Records:

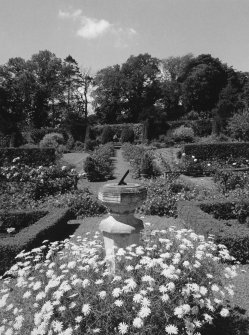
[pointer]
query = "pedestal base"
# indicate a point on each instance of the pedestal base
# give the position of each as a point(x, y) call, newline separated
point(119, 231)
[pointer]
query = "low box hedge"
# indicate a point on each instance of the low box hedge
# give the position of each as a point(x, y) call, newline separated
point(19, 219)
point(28, 156)
point(221, 150)
point(52, 227)
point(234, 235)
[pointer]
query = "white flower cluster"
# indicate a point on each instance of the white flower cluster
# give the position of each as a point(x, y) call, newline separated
point(65, 288)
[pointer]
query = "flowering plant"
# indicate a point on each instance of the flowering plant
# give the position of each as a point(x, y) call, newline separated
point(174, 283)
point(40, 181)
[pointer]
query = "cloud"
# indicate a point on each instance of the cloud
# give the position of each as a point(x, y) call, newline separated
point(91, 28)
point(70, 15)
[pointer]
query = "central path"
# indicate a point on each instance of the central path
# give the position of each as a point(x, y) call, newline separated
point(121, 166)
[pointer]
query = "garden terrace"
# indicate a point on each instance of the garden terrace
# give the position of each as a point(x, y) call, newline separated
point(226, 230)
point(52, 226)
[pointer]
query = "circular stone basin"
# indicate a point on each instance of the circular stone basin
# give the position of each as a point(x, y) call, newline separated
point(121, 198)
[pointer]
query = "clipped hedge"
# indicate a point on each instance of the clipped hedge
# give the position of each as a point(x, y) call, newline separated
point(52, 227)
point(29, 156)
point(117, 129)
point(233, 235)
point(201, 127)
point(36, 135)
point(19, 219)
point(221, 150)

Work task: Exact duplication is required for the lines above, from the line that contains "# indicate a point on each instance of the cloud" to the line that contains "# indicate a point on each instance of the clipped", inclusive; omit all others.

Solution below:
# indicate a point on each instance of the cloud
# give the position of each as a point(x, y) call, newline separated
point(91, 28)
point(70, 15)
[pointer]
query = "central path"
# indicate a point on each instance of the central path
# give the position of each as a point(x, y) call, newline separated
point(121, 166)
[pointer]
query = "garden terrace"
# indicate a point on each instance of the garden terrace
# give the position of each as a point(x, y) call, newline separated
point(226, 230)
point(52, 226)
[pointer]
query = "circular stone basin"
# indicate a point on each instance of the circular stone basin
# give the position of each as a point(x, y) call, newline separated
point(121, 198)
[pointer]
query = "clipped hedge"
# indicate a point on each instance of the clipped hedge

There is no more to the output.